TAREAS DEL EJERCICIO
A – Devuelve completo y sin ningún cambio el fragmento sobre el paro del sindicalismo peronista.
B – Presenta como una lista JSON de cadenas solo el tramo de las entradas que empieza en la línea que contiene "Do you see any deciduous" y termina en la que contiene "464, 308, 489, 1090", ambas incluidas. Pon una cadena por línea y omite las líneas en blanco.

FRAGMENTO SELECCIONADO
=-=-=-=-=
Si Néstor viviera, esto no habría pasado

Con sus caras marcadas, sus camperas de cuero, sus autos último modelo, sus casas lujosas, sus poderosas organizaciones, su perpetuo zigzagueo, su olfato intacto, su estrategia de policía bueno-policía malo, su disposición eterna a golpear para negociar para golpear para negociar, el sindicalismo peronista demostró ayer una vez más que es capaz de parar el país. Lo hicieron sobre el final de la dictadura, durante los ochenta alfonsinistas, en algunos momentos del menemismo y ahora, también, se lo hacen a Cristina Fernández. Es difícil saber cuáles serán a largo plazo las consecuencias del paro contundente que se realizó en la Argentina. Sin embargo, a primera vista, hay una conclusión evidente: si se lo proponen, las calles del país quedan vacías, como se pudo ver. Eso, naturalmente, disgusta a los Gobiernos, a los candidatos presidenciales –porque augura que tendrán que sentarse a la mesa con los caciques gremiales– y también a los empresarios, porque el poder de las organizaciones que representan a los trabajadores –aun de las más negociadoras– no es algo que precisamente los alegre.
=-=-=-=-=
MATERIAL DE TRABAJO
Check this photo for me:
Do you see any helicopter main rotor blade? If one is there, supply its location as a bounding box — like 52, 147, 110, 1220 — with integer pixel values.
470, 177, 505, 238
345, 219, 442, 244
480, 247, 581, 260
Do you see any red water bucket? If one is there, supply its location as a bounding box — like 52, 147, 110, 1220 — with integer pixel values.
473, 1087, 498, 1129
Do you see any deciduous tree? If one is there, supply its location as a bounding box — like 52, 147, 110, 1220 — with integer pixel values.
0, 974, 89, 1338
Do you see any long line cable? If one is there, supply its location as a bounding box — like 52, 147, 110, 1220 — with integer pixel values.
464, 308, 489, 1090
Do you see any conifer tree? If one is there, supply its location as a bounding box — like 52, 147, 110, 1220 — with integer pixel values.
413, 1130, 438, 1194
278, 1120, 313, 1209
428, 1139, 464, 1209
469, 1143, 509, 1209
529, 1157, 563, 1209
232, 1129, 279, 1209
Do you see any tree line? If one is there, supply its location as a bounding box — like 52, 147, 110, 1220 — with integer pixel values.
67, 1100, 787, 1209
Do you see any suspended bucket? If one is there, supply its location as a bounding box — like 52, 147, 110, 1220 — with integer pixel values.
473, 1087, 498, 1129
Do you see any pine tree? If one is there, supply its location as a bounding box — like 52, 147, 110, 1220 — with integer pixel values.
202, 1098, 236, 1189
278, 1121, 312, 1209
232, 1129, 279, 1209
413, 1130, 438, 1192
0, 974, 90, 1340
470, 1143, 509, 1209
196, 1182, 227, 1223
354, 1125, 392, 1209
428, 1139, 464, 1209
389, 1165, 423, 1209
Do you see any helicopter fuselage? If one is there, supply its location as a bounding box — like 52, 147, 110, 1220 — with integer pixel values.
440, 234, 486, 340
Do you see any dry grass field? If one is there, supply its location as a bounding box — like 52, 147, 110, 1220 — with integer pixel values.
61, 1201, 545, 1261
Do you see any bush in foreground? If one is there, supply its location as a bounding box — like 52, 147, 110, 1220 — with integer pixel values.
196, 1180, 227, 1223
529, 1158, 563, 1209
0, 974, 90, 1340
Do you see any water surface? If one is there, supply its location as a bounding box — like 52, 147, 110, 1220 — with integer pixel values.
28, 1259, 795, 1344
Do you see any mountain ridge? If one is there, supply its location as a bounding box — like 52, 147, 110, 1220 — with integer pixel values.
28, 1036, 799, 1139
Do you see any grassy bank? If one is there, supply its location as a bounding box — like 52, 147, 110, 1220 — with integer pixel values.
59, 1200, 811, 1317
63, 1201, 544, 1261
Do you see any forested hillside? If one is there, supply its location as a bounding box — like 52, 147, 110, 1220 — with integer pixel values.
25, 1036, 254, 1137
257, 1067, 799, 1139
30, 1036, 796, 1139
=-=-=-=-=
RESULTADOS POR TAREA
A –
Si Néstor viviera, esto no habría pasado

Con sus caras marcadas, sus camperas de cuero, sus autos último modelo, sus casas lujosas, sus poderosas organizaciones, su perpetuo zigzagueo, su olfato intacto, su estrategia de policía bueno-policía malo, su disposición eterna a golpear para negociar para golpear para negociar, el sindicalismo peronista demostró ayer una vez más que es capaz de parar el país. Lo hicieron sobre el final de la dictadura, durante los ochenta alfonsinistas, en algunos momentos del menemismo y ahora, también, se lo hacen a Cristina Fernández. Es difícil saber cuáles serán a largo plazo las consecuencias del paro contundente que se realizó en la Argentina. Sin embargo, a primera vista, hay una conclusión evidente: si se lo proponen, las calles del país quedan vacías, como se pudo ver. Eso, naturalmente, disgusta a los Gobiernos, a los candidatos presidenciales –porque augura que tendrán que sentarse a la mesa con los caciques gremiales– y también a los empresarios, porque el poder de las organizaciones que representan a los trabajadores –aun de las más negociadoras– no es algo que precisamente los alegre.

B –
[
  "Do you see any deciduous tree? If one is there, supply its location as a bounding box — like 52, 147, 110, 1220 — with integer pixel values.",
  "0, 974, 89, 1338",
  "Do you see any long line cable? If one is there, supply its location as a bounding box — like 52, 147, 110, 1220 — with integer pixel values.",
  "464, 308, 489, 1090"
]